*** SOURCE EXCERPT ***

Mods, have any promoters/boxing folk tried legal action against this site?

This thread would be gone at ESB


----------



## - DC - (Jun 7, 2013)

Frank Warren is like an internet troll. Little do the small minded trolls realize that in the long run, they are actually trolling themselves. The trolls will ironically be the first to moan and complain when Internet Policing and Censorship are in force. Totally forgetting that they absolutely contributed to its existence in the first place.

1) Frank Warren's fighters will not be getting the exposure, at the end of the day, the fighters are all that matter. This will make it harder to sell fights and Boxnation. It will also make it a lot harder for younger fighters trying to make a name. This will in turn create civil war in time. With fighters under Warren's watertight bogroll contracts, sticking two fingers up at his regime. Leading to Warren's downfall and extinction from the sport. 

2) Eddie Hearn's fighters will be getting all the attention. Whichever way you look at is profitable to Matchroom. It cannot be any other way! Eddie Hearn might not be the smartest kid on the block, but he is smart enough to accept iFilm are pivotal to what they do and how they have gotten where they are so fast.

Frank Warren has put himself in the quick sand. Nobody else.

You'd be an absolute fool to overlook the importance and power that iFilm have. By not embracing them and keeping them sweet, you are just gonna fall behind. It can go no other way when the competition is so fierce and will be getting all the attention.

If I was Frank I'd swallow my pride and just accept that by pressing ahead with this petty irrelevant shit, you are actually making it worse for yourself and your fighters. Any smart headed and forward thinking individual in that position would realize this.

But it appears Frank isnt very smart, nor forward thinking.

So in the end Frank will actually be the cause of his own downfall. But he is that retarded and stubborn he wont even realize that either.

Take it like a man. Frank.


----------



## Lazarus (Jun 2, 2012)

IFilm are shit. Give Frank Warren his money.


----------



## cheekyvid (Jun 9, 2012)

- DC - said:


> *You'd be an absolute fool to overlook the importance and power that iFilm have. *By not embracing them and keeping them sweet, you are just gonna fall behind. It can go no other way when the competition is so fierce and will be getting all the attention.

*** DATA SECTION ***

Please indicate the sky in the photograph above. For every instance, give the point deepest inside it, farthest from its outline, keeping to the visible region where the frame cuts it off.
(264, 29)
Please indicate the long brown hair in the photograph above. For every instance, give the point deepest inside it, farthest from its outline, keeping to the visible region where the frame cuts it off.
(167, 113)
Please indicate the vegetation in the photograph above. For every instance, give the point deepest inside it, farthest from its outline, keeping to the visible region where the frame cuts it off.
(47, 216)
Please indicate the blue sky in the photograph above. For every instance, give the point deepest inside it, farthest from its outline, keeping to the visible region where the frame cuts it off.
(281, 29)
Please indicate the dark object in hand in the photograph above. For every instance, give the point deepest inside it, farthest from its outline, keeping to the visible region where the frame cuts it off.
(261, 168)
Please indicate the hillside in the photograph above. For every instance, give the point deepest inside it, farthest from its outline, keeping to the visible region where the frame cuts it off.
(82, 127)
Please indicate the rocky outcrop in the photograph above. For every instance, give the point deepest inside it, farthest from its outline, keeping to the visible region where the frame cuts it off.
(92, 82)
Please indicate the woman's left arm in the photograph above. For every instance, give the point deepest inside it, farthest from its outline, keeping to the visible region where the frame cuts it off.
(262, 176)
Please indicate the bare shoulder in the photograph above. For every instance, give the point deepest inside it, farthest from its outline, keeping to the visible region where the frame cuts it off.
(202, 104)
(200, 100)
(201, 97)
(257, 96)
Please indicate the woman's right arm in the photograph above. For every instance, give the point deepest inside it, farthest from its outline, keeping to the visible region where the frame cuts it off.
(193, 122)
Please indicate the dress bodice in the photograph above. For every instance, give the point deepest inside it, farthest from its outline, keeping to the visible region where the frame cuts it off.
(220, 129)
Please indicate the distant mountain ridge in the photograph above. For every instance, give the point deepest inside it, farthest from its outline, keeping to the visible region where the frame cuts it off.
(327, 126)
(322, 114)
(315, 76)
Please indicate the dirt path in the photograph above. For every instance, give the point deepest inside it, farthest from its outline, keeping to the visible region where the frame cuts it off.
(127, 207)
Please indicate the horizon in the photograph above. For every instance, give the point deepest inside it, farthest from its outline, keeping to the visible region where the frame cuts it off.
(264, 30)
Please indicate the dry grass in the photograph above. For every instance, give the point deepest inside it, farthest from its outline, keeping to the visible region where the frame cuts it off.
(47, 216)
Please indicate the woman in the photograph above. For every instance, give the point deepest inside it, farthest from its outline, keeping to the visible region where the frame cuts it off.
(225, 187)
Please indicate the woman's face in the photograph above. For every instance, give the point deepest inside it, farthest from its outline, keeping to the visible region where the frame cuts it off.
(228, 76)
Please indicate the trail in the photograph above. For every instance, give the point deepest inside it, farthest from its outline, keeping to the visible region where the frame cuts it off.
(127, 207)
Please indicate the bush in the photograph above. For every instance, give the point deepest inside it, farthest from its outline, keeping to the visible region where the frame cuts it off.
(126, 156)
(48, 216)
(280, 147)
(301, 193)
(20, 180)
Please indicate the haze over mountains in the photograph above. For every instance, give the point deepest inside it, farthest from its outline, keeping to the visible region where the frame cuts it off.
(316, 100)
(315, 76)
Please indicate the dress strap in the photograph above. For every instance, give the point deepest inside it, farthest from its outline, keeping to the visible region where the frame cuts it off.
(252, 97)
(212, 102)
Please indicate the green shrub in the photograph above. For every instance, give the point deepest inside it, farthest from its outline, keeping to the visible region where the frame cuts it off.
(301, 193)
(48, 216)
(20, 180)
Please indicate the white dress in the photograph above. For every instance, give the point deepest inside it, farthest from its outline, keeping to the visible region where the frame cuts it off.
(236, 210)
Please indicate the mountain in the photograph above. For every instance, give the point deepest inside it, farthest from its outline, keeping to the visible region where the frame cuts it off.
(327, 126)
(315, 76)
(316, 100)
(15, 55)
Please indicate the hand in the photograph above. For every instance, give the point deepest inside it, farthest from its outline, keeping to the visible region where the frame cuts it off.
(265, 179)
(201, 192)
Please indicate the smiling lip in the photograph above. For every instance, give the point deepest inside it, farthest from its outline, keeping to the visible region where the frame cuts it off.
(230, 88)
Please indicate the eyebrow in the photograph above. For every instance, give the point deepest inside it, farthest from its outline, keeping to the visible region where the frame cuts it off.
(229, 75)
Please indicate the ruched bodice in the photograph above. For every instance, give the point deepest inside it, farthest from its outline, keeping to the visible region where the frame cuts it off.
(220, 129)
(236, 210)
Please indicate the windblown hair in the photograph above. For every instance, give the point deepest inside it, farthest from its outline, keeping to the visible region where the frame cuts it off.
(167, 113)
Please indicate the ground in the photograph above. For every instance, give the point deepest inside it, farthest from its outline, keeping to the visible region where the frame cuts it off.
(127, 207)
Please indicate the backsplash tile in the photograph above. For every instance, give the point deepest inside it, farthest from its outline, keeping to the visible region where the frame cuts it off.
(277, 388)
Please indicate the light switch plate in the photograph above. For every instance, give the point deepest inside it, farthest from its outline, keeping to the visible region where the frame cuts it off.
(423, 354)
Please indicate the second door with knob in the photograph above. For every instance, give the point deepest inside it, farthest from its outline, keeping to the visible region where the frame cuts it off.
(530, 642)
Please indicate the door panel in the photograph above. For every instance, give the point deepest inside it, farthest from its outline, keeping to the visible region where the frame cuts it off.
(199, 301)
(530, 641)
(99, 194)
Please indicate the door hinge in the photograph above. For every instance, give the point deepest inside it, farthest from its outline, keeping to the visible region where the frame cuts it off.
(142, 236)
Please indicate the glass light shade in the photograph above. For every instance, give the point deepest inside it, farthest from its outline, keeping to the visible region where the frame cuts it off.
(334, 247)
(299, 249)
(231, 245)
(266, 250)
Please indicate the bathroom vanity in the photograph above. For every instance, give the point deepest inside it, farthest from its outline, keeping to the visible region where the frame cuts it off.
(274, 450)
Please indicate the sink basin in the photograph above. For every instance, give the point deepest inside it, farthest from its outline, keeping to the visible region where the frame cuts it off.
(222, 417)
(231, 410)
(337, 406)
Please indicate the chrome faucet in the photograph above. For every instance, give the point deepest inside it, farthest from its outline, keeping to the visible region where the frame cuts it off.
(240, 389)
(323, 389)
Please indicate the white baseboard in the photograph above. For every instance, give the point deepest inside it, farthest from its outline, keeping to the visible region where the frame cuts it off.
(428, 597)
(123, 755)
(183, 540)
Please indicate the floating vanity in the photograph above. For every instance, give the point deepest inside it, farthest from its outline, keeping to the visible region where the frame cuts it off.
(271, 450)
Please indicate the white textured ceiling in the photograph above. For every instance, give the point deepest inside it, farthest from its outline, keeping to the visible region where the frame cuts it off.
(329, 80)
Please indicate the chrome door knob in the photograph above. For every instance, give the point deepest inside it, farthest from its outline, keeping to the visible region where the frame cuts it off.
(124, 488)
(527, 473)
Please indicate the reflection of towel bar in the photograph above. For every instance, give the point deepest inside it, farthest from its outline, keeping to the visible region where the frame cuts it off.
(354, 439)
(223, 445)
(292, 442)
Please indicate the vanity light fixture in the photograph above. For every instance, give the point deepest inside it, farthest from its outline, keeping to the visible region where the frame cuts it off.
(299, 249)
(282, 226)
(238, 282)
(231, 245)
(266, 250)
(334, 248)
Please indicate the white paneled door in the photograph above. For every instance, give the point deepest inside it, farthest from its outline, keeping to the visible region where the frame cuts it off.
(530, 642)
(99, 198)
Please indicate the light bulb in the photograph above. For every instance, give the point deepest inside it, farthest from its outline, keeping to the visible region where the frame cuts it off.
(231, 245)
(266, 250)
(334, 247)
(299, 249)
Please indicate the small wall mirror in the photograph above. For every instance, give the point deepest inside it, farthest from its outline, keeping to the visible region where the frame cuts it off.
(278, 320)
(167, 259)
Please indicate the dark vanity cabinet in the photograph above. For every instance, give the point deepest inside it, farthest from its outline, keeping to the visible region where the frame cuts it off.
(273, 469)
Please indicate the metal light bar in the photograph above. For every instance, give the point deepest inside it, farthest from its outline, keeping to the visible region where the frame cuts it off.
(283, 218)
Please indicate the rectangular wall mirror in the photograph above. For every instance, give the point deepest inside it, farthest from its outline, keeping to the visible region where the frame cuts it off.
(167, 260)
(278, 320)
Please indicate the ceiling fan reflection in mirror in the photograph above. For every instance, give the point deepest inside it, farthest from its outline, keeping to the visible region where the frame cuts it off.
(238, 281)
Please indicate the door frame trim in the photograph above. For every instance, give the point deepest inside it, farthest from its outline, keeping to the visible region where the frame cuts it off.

***

* [AIM OF THE TASK]:
Reproduce the passage of the forum thread about Frank Warren and iFilm, starting at "Frank Warren has" and ending at "nor forward thinking.".

* [EXERCISE ANSWER]:
Frank Warren has put himself in the quick sand. Nobody else.

You'd be an absolute fool to overlook the importance and power that iFilm have. By not embracing them and keeping them sweet, you are just gonna fall behind. It can go no other way when the competition is so fierce and will be getting all the attention.

If I was Frank I'd swallow my pride and just accept that by pressing ahead with this petty irrelevant shit, you are actually making it worse for yourself and your fighters. Any smart headed and forward thinking individual in that position would realize this.

But it appears Frank isnt very smart, nor forward thinking.